Problem requirements: Report the number of lines in the data below that hold "floor", without any other words.

Dataset entries:

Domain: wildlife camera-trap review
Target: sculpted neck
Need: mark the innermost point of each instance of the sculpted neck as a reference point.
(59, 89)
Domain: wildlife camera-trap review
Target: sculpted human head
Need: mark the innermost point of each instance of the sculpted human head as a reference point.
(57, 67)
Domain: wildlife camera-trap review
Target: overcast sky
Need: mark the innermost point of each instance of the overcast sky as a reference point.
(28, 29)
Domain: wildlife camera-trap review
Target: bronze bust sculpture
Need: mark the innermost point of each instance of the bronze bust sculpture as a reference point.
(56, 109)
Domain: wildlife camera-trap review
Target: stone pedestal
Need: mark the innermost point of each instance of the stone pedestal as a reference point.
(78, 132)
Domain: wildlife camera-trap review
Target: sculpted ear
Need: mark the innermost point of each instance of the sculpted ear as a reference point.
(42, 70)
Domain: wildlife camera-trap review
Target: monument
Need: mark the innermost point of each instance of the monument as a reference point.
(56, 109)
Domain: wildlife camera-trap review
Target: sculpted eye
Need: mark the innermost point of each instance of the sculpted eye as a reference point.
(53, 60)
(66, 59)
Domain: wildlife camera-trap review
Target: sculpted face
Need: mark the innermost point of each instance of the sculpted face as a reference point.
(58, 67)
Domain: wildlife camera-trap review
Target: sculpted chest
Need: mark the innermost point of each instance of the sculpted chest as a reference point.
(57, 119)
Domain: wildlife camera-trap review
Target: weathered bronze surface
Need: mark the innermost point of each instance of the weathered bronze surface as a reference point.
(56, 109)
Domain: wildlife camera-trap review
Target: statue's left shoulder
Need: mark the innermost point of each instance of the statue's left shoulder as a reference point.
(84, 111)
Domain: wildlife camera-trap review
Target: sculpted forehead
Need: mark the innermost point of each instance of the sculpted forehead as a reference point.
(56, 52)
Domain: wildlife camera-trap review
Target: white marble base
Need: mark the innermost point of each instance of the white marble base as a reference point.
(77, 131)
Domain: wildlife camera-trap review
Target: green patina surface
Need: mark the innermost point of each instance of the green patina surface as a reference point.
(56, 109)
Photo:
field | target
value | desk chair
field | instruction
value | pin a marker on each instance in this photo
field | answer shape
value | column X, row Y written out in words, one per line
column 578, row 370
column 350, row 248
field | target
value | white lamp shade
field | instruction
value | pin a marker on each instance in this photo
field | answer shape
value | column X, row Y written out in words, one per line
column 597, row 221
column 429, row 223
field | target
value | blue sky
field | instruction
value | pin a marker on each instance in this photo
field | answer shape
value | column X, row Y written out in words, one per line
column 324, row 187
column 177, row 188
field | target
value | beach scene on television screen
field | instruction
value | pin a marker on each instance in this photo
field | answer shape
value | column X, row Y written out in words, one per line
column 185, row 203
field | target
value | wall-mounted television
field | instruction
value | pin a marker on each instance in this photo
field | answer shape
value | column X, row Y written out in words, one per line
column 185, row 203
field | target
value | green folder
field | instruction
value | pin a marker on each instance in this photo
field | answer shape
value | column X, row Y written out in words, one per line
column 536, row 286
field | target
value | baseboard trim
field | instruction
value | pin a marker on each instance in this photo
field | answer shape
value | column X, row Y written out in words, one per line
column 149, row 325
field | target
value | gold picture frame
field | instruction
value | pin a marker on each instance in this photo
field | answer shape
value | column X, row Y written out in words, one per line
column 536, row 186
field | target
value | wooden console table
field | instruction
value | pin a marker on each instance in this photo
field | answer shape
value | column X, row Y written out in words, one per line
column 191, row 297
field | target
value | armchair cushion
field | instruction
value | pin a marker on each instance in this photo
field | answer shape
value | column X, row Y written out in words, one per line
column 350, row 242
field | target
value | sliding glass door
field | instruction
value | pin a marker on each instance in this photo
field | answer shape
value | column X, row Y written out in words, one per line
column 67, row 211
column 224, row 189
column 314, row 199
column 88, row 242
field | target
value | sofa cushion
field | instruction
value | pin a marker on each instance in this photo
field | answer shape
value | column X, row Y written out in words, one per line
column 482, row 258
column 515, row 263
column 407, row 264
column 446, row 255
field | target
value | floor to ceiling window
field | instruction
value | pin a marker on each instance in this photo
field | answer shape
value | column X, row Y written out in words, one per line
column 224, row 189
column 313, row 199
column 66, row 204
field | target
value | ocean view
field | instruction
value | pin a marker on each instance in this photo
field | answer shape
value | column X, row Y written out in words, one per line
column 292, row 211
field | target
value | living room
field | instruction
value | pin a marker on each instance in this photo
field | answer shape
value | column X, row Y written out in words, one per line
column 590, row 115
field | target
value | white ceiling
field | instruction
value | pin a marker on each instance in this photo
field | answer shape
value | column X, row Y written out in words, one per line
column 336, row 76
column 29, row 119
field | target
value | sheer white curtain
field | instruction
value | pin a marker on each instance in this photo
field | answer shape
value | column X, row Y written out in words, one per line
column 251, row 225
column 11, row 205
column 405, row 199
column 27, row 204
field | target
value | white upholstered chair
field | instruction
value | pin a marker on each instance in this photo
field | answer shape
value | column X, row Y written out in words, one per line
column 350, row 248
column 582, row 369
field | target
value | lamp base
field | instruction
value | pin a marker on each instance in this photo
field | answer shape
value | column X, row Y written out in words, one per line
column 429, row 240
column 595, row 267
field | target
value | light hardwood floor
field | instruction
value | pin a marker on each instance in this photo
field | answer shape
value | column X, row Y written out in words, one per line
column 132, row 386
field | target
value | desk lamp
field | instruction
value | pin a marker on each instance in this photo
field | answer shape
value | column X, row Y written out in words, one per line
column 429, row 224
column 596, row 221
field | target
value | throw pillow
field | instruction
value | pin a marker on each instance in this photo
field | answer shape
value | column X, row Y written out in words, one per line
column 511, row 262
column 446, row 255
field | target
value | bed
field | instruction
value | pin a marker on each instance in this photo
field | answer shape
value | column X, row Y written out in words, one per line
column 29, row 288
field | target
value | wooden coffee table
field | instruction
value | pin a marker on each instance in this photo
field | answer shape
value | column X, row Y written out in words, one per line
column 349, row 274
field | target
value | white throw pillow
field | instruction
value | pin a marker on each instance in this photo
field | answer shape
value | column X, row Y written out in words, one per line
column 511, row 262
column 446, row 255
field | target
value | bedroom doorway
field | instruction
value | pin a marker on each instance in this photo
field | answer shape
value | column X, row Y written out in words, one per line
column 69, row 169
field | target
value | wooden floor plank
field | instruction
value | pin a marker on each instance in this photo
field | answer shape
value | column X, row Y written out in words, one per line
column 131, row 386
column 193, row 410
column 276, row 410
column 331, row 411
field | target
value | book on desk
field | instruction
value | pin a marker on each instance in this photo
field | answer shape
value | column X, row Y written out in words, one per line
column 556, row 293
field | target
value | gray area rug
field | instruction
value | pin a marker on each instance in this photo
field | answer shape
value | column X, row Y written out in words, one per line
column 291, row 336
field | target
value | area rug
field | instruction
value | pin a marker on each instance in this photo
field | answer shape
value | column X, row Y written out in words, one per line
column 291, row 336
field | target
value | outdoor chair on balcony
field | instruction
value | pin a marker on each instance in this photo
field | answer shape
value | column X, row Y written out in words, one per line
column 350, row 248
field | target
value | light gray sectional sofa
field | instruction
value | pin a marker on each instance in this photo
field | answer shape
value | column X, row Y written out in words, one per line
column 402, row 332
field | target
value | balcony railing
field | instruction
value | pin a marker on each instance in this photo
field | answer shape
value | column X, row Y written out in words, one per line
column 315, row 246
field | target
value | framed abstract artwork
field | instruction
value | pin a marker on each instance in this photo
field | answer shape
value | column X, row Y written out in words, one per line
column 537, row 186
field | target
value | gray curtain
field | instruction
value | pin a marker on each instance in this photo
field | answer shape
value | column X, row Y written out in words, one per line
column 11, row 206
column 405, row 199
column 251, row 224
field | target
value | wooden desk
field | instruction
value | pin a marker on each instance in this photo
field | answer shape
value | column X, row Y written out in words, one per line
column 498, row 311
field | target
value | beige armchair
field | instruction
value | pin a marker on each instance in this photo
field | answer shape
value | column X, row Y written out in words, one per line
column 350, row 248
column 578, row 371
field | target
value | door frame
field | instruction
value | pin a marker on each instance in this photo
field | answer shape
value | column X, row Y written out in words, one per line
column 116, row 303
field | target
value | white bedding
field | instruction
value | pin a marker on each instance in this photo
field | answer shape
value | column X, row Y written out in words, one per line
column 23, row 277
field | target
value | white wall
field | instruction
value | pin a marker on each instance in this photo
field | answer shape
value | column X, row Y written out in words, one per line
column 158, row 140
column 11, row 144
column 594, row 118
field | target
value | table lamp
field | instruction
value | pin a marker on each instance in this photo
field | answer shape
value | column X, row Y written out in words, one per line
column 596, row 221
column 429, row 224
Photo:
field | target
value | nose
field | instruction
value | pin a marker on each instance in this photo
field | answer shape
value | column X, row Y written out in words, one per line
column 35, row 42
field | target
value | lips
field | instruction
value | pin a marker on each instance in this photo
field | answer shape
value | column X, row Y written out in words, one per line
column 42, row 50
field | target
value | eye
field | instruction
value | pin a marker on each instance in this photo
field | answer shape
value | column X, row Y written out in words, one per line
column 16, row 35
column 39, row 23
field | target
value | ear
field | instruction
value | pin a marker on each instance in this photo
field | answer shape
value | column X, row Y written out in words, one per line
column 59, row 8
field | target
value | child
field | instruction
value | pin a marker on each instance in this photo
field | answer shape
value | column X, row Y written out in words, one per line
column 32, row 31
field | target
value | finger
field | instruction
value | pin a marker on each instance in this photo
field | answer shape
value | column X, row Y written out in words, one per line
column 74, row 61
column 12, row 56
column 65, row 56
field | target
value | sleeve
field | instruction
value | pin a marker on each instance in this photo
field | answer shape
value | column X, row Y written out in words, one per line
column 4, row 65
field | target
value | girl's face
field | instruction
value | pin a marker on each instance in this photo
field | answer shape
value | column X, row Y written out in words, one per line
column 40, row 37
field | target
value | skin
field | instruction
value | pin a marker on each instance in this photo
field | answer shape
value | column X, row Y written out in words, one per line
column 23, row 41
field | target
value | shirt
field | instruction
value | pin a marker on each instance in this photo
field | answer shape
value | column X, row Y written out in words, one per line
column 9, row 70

Result for this exercise: 3